#### [INSTRUCTIONS TO FOLLOW]
Write all of the entries out again exactly, but not the images.

[Data entries]

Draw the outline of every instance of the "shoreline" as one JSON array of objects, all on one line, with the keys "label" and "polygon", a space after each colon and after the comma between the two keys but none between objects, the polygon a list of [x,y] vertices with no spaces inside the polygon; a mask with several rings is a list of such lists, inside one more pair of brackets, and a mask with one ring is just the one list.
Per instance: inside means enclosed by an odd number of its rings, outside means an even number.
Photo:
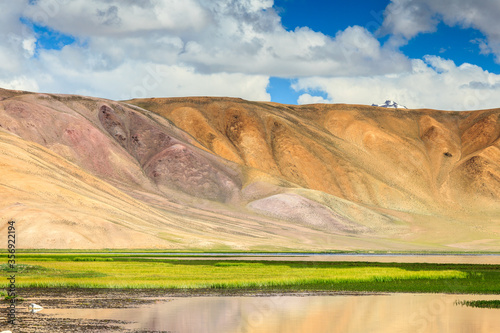
[{"label": "shoreline", "polygon": [[[126,296],[128,298],[181,298],[181,297],[273,297],[273,296],[368,296],[368,295],[391,295],[391,294],[433,294],[433,295],[498,295],[498,293],[464,293],[457,292],[418,292],[418,291],[350,291],[350,290],[286,290],[286,289],[168,289],[168,288],[69,288],[69,287],[39,287],[39,288],[19,288],[19,296],[27,300],[51,298],[54,300],[67,298],[73,294],[74,299],[81,299],[93,296],[92,299],[113,298]],[[42,295],[43,294],[43,295]],[[129,297],[129,296],[133,297]]]},{"label": "shoreline", "polygon": [[[410,293],[410,292],[408,292]],[[274,297],[274,296],[367,296],[367,295],[389,295],[394,292],[383,291],[335,291],[335,290],[262,290],[262,289],[161,289],[161,288],[19,288],[19,295],[24,299],[22,303],[34,300],[48,300],[49,303],[59,302],[59,306],[66,304],[63,299],[81,300],[92,298],[99,300],[92,305],[87,303],[76,304],[76,308],[100,308],[107,301],[127,299],[134,300],[142,298],[154,301],[168,298],[187,297]],[[51,301],[52,300],[52,301]],[[143,302],[139,302],[143,303]],[[113,307],[133,307],[133,302],[117,302]],[[136,304],[140,305],[140,304]]]}]

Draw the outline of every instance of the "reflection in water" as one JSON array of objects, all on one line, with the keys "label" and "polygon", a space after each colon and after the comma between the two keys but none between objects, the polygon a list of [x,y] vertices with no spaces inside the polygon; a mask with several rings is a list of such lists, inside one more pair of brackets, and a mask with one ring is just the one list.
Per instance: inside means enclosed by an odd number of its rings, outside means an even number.
[{"label": "reflection in water", "polygon": [[47,310],[65,318],[119,319],[129,328],[182,333],[498,332],[500,310],[455,305],[494,295],[186,297],[134,309]]}]

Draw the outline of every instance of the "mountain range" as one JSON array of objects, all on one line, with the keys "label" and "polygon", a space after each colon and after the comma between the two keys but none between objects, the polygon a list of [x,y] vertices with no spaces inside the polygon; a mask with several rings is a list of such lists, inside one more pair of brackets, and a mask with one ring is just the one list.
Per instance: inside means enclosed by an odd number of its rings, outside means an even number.
[{"label": "mountain range", "polygon": [[498,251],[499,116],[0,89],[0,219],[19,248]]}]

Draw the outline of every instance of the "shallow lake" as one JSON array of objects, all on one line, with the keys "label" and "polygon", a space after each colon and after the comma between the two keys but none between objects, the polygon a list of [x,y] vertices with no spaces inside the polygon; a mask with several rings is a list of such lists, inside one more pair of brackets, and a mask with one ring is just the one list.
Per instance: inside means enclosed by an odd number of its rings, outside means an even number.
[{"label": "shallow lake", "polygon": [[[165,257],[157,257],[157,259]],[[429,264],[486,264],[499,265],[500,255],[497,254],[204,254],[204,256],[179,256],[168,259],[180,260],[248,260],[248,261],[330,261],[330,262],[395,262],[395,263],[429,263]]]},{"label": "shallow lake", "polygon": [[[68,252],[67,254],[70,254]],[[76,253],[73,253],[76,254]],[[87,255],[102,254],[86,253]],[[500,265],[499,254],[400,254],[400,253],[190,253],[190,252],[121,252],[116,255],[131,257],[155,256],[151,259],[179,260],[267,260],[267,261],[358,261],[434,264]]]},{"label": "shallow lake", "polygon": [[178,333],[500,332],[500,309],[463,300],[500,295],[377,294],[339,296],[173,297],[127,309],[44,309],[59,318],[130,322],[133,330]]}]

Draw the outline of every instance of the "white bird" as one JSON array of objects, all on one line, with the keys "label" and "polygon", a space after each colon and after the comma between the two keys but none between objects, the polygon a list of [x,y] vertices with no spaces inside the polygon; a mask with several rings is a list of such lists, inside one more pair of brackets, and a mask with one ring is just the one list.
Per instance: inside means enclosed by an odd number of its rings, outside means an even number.
[{"label": "white bird", "polygon": [[[31,303],[29,306],[28,306],[28,310],[30,310],[31,313],[36,313],[38,311],[41,311],[43,308],[38,305],[38,304],[35,304],[35,303]],[[0,332],[2,333],[2,332]]]},{"label": "white bird", "polygon": [[2,331],[0,333],[12,333],[12,331]]}]

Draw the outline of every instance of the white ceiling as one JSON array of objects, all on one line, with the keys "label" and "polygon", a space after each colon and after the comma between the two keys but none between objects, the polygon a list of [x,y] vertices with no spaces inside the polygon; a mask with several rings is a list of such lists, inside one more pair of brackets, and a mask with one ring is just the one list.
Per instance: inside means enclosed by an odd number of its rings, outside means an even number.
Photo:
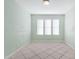
[{"label": "white ceiling", "polygon": [[74,6],[74,0],[50,0],[48,6],[43,5],[43,0],[16,0],[30,13],[64,14]]}]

#### [OUTPUT OF THE EXERCISE]
Draw the outline of every instance of the "shoreline" as one JSON array of objects, all on one line, with the keys "label" and "polygon", a space after each colon and after the comma between the two keys but none between objects, the polygon a list of [x,y] vertices with no spaces inside the polygon; a mask with several rings is a list of such lists, inside one more pair of brackets, and a mask with one ring is just the one list.
Per instance: inside means enclosed by an odd number of its rings, outside means an even number.
Photo:
[{"label": "shoreline", "polygon": [[[126,296],[128,298],[181,298],[181,297],[273,297],[273,296],[368,296],[368,295],[391,295],[391,294],[433,294],[433,295],[498,295],[498,293],[464,293],[457,292],[418,292],[418,291],[350,291],[350,290],[286,290],[286,289],[168,289],[168,288],[69,288],[69,287],[39,287],[39,288],[19,288],[19,296],[27,300],[51,298],[54,300],[67,298],[73,294],[74,299],[81,299],[93,296],[92,299],[113,298]],[[42,295],[43,294],[43,295]],[[129,297],[129,296],[133,297]]]},{"label": "shoreline", "polygon": [[[410,293],[410,292],[408,292]],[[274,297],[274,296],[367,296],[367,295],[389,295],[394,292],[383,291],[335,291],[335,290],[262,290],[262,289],[161,289],[161,288],[19,288],[19,295],[24,299],[22,303],[34,300],[48,300],[49,303],[59,302],[59,306],[66,304],[63,299],[81,300],[92,298],[99,300],[92,305],[87,303],[76,304],[76,308],[100,308],[107,301],[127,299],[134,300],[142,298],[154,301],[168,298],[187,297]],[[51,301],[52,300],[52,301]],[[143,302],[139,302],[143,303]],[[113,307],[133,307],[133,302],[117,302]],[[136,304],[140,305],[140,304]]]}]

Draw the outline of every instance of the "reflection in water" as one JSON array of objects, all on one line, with the keys "label" and "polygon", a space after each colon and after the comma between the two keys but none between objects, the polygon a list of [x,y] vertices with no spaces inside the polygon; a mask with several rings is a list of such lists, inside one more pair of brackets, and a mask with one ring is just the one list.
Per instance: inside means enclosed by an odd number of its rings, outside means an even number.
[{"label": "reflection in water", "polygon": [[47,310],[65,318],[119,319],[129,328],[182,333],[498,332],[500,310],[455,305],[494,295],[186,297],[134,309]]}]

Draw the outline of every instance of the "mountain range" as one JSON array of objects, all on one line, with the keys "label" and "polygon", a space after each colon and after the comma between the two keys but none between objects, the polygon a list of [x,y] vertices with no spaces inside the polygon; a mask with several rings is a list of such lists, inside one more pair of brackets, and a mask with one ring is just the one list.
Per instance: inside means enclosed by an odd number of its rings, outside means an even number.
[{"label": "mountain range", "polygon": [[498,251],[499,116],[0,89],[0,219],[19,248]]}]

Draw the outline of every instance of the "shallow lake" as one JSON array of objects, all on one line, with the keys "label" and "polygon", a space after each colon and after the comma between the two keys but none between objects, the polygon a list of [x,y] vertices with no spaces inside the polygon; a mask with several rings is a list of such lists, inside one more pair of brackets, and a mask with one ring is just the one list.
Per instance: inside means enclosed by an odd number of its rings, outside means an even number.
[{"label": "shallow lake", "polygon": [[[165,257],[157,257],[157,259]],[[429,264],[486,264],[499,265],[500,255],[497,254],[204,254],[204,256],[179,256],[168,259],[180,260],[248,260],[248,261],[330,261],[330,262],[395,262],[395,263],[429,263]]]},{"label": "shallow lake", "polygon": [[[68,252],[67,254],[70,254]],[[76,253],[73,253],[76,254]],[[87,255],[102,254],[86,253]],[[500,265],[499,254],[400,254],[400,253],[190,253],[190,252],[121,252],[116,255],[131,257],[155,256],[151,259],[179,260],[267,260],[267,261],[358,261],[434,264]]]},{"label": "shallow lake", "polygon": [[178,333],[500,332],[500,309],[463,300],[500,295],[377,294],[339,296],[173,297],[127,309],[44,309],[59,318],[130,322],[133,330]]}]

Draw the outline of every instance of the "white bird" as one JSON array of objects, all on one line, with the keys "label" and "polygon", a space after each colon and after the comma between the two keys but none between objects, the polygon a list of [x,y] vertices with no spaces inside the polygon; a mask with several rings is a list of such lists, inside one more pair of brackets, and a mask with one ring is just the one list.
Per instance: inside means enclosed by an odd number of its rings, outside means an even number.
[{"label": "white bird", "polygon": [[[31,303],[29,306],[28,306],[28,310],[30,310],[31,313],[36,313],[38,311],[41,311],[43,308],[38,305],[38,304],[35,304],[35,303]],[[0,332],[2,333],[2,332]]]},{"label": "white bird", "polygon": [[2,331],[0,333],[12,333],[12,331]]}]

Draw the outline of every instance of the white ceiling as one JSON array of objects, all on one line, with the keys "label" and "polygon", a space after each colon and after the comma between the two keys but none between objects, the polygon a list of [x,y] vertices with no spaces inside the polygon; a mask with several rings is a list of such lists, inside one more pair of brackets, and a mask with one ring is just the one list.
Per instance: inside means enclosed by an odd number of its rings, outside means an even number.
Photo:
[{"label": "white ceiling", "polygon": [[74,6],[74,0],[50,0],[48,6],[43,5],[43,0],[16,0],[30,13],[64,14]]}]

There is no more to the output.